→ To do
Identify every line in the items below that contains the word "image", and copy each such line in full.

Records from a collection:
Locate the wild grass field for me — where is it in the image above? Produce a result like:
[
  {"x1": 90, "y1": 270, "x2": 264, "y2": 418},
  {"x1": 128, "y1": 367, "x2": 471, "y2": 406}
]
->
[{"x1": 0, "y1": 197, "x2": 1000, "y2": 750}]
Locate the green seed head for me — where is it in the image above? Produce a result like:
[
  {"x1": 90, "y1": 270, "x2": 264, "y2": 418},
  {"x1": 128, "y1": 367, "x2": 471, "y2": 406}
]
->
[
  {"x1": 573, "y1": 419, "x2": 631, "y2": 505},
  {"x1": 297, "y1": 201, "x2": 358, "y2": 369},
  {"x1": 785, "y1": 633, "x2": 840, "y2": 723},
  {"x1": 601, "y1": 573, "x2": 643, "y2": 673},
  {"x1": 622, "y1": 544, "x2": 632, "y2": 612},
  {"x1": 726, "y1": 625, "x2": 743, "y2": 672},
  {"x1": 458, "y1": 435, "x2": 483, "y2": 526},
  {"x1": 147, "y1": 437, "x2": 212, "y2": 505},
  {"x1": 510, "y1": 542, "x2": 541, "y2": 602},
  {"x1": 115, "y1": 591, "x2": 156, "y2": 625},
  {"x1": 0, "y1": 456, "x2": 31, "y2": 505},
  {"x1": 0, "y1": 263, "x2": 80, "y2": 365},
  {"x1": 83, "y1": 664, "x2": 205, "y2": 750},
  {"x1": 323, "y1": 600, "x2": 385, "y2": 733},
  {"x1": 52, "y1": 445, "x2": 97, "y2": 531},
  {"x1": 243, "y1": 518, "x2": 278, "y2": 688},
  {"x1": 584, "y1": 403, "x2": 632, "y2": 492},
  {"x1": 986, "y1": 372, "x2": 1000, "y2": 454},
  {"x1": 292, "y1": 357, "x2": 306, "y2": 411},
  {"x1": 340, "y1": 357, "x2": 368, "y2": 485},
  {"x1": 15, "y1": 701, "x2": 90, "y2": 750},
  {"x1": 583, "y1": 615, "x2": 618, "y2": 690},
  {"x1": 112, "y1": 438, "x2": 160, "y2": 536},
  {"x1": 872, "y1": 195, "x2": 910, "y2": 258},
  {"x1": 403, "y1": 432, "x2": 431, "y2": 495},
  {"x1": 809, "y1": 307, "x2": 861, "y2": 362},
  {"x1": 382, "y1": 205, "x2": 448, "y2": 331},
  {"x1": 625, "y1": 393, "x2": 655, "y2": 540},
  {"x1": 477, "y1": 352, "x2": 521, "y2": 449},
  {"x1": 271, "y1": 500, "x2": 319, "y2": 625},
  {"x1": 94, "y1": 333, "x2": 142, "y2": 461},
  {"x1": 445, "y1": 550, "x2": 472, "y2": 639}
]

→ Problem solution
Locate the wild grass field for me — where is it in the image above? Produce a result like:
Locate the green seed head for me — where is it in the image above? Produce a result like:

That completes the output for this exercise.